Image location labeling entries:

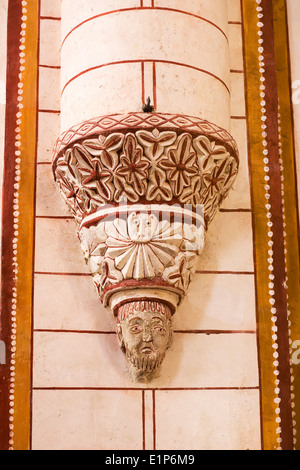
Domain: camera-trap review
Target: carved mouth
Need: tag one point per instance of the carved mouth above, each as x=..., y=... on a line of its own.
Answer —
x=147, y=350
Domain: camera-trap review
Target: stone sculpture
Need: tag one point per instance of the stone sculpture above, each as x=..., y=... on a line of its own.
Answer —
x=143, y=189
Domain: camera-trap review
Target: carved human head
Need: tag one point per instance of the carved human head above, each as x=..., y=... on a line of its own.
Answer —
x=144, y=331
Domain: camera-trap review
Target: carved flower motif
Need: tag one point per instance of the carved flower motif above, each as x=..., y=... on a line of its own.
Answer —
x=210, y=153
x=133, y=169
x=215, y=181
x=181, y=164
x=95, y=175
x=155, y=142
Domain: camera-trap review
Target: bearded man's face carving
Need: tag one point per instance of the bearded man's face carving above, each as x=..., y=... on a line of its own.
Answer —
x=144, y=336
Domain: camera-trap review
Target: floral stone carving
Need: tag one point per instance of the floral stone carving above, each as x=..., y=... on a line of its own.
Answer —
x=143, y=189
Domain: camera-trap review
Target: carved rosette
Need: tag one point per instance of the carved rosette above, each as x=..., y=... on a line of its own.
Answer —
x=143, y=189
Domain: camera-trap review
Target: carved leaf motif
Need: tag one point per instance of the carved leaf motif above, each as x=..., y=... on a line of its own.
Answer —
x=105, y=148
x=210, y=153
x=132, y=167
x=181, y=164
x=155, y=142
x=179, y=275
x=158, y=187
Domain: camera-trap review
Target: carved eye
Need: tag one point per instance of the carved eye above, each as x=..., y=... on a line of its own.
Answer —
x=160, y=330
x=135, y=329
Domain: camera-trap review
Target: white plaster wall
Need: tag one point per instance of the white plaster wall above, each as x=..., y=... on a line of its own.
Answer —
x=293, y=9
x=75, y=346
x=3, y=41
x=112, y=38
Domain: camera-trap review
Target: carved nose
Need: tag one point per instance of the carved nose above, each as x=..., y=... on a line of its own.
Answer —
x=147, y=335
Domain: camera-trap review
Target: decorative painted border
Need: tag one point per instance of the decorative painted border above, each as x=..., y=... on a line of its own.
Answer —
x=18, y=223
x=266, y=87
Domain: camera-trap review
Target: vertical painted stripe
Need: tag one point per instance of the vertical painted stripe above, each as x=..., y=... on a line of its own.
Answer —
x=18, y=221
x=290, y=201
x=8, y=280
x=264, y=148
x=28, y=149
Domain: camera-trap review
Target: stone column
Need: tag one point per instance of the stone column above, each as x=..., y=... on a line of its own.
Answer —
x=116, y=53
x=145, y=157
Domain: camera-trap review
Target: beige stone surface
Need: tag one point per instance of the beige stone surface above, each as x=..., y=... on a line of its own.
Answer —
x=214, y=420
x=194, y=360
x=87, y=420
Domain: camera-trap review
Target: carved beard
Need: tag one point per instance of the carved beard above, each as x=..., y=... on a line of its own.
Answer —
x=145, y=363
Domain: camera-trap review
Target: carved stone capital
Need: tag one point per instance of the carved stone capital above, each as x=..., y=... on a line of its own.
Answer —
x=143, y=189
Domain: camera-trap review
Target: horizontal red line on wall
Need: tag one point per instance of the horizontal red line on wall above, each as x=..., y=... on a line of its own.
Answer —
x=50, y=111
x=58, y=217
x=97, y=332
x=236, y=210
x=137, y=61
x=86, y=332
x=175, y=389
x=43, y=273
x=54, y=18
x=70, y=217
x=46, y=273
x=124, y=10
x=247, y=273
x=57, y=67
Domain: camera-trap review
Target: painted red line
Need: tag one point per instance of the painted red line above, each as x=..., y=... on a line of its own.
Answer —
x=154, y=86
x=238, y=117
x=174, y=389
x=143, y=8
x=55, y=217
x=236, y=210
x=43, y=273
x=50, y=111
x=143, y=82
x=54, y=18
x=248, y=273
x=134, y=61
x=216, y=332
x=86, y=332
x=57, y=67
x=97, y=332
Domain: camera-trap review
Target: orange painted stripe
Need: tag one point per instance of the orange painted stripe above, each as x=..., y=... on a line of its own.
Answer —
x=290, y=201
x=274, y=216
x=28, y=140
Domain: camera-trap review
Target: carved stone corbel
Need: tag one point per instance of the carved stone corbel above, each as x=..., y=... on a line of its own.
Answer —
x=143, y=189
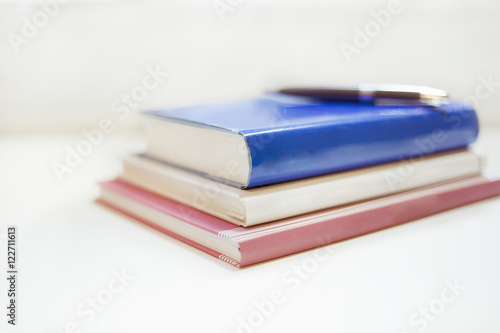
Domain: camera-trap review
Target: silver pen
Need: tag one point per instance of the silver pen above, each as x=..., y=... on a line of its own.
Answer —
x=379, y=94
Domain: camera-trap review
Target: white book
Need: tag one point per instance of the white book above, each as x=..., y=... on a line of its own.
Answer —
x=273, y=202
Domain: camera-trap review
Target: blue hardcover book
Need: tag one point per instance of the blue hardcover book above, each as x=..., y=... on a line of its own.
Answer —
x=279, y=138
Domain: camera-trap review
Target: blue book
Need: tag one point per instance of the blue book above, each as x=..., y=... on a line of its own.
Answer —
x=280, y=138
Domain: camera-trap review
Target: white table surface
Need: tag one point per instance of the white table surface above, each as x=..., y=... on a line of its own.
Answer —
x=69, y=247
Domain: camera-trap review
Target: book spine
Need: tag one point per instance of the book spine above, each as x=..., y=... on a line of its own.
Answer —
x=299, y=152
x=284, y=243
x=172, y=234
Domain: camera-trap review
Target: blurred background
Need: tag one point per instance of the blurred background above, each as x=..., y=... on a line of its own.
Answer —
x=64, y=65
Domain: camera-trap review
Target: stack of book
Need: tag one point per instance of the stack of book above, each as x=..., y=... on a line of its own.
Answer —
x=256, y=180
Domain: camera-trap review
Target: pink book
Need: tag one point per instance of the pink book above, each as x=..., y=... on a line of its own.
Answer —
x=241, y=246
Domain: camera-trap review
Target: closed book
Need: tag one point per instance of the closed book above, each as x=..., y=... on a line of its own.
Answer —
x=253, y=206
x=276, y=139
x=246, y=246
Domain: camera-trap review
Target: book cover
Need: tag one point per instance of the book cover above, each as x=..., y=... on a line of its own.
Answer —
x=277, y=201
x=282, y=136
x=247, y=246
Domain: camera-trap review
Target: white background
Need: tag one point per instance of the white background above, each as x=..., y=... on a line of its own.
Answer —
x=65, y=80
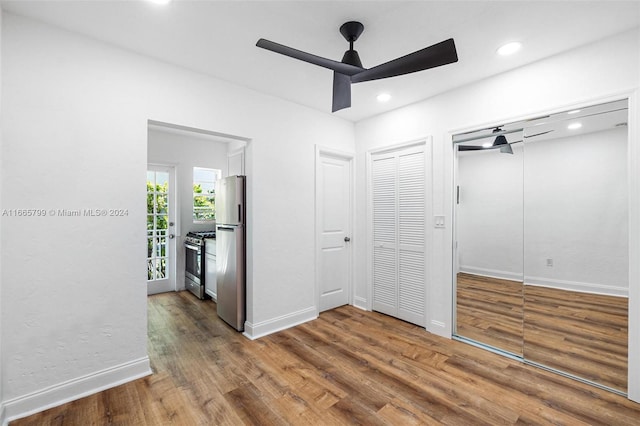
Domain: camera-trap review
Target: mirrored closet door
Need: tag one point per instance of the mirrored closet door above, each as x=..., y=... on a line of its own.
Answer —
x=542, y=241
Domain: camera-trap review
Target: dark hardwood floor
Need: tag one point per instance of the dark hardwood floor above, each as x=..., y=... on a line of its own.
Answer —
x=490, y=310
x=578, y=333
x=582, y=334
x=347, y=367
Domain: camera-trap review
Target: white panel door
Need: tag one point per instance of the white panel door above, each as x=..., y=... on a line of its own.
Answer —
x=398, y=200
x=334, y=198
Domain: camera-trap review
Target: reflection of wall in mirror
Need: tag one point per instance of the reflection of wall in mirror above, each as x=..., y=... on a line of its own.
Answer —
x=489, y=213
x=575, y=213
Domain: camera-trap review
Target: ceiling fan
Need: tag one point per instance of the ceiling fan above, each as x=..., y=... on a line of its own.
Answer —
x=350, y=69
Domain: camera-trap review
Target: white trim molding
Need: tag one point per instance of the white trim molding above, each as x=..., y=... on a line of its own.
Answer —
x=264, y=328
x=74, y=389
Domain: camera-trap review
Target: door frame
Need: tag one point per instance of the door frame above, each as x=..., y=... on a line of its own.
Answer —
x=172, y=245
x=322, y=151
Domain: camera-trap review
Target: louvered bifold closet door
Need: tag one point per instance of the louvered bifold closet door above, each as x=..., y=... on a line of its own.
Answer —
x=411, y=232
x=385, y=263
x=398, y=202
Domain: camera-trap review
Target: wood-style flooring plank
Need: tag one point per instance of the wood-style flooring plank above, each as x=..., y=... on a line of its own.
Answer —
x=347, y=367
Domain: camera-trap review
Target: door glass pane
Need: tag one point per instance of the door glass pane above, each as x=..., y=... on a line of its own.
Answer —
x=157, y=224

* * *

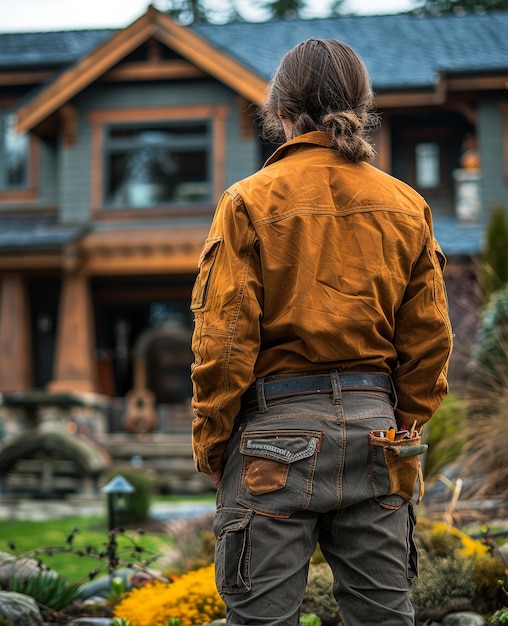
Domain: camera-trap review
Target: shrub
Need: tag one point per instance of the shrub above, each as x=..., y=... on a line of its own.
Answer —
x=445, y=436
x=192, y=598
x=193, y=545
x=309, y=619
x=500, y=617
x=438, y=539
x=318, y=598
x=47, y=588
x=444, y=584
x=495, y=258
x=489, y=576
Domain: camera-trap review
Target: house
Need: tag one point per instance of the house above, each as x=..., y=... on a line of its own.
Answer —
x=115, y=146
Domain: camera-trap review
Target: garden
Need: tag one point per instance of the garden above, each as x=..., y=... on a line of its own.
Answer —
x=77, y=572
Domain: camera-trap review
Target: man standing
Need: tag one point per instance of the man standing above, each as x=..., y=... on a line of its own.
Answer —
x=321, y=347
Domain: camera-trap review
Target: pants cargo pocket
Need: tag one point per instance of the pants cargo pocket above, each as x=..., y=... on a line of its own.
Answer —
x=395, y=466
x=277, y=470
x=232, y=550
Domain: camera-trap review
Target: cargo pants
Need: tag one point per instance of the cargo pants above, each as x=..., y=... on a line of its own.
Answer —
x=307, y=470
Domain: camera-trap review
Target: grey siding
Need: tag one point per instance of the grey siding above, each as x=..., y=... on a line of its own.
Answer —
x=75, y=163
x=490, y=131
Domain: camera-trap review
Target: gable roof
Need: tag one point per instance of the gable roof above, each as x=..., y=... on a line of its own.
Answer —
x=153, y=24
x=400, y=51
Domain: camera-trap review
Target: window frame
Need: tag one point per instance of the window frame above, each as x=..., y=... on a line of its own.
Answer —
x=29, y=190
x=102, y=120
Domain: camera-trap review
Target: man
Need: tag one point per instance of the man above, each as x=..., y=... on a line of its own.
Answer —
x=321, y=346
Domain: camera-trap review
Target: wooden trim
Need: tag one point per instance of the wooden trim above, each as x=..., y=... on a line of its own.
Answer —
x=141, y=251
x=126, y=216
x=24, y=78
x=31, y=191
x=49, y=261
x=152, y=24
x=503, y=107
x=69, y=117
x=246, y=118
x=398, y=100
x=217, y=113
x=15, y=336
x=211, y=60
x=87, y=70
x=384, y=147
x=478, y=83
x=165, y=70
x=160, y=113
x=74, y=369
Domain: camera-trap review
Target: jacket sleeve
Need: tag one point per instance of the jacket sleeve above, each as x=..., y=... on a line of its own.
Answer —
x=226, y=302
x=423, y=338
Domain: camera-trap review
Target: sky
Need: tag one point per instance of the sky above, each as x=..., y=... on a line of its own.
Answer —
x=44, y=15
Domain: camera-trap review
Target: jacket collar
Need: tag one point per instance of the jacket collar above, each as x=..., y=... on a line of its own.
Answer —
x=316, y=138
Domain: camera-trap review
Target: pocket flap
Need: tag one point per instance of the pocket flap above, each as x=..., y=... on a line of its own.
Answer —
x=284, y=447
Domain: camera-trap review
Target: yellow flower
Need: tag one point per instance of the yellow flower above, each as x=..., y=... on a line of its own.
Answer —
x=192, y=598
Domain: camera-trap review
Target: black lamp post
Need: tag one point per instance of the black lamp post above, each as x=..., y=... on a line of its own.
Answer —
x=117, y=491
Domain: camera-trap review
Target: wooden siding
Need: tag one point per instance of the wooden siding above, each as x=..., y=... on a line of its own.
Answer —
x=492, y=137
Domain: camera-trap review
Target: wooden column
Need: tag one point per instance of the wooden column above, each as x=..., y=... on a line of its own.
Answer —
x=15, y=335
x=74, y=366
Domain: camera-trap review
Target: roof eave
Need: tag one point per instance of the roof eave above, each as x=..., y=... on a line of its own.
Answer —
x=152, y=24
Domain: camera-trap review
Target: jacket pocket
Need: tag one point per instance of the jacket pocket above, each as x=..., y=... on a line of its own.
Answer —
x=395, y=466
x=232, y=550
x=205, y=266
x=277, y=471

Goal |
Report every line of the material that contains the word "human".

Finished answer |
Target: carved human head
Need: tag one point per instance of the carved human head above, each as x=..., y=... on a line of its own.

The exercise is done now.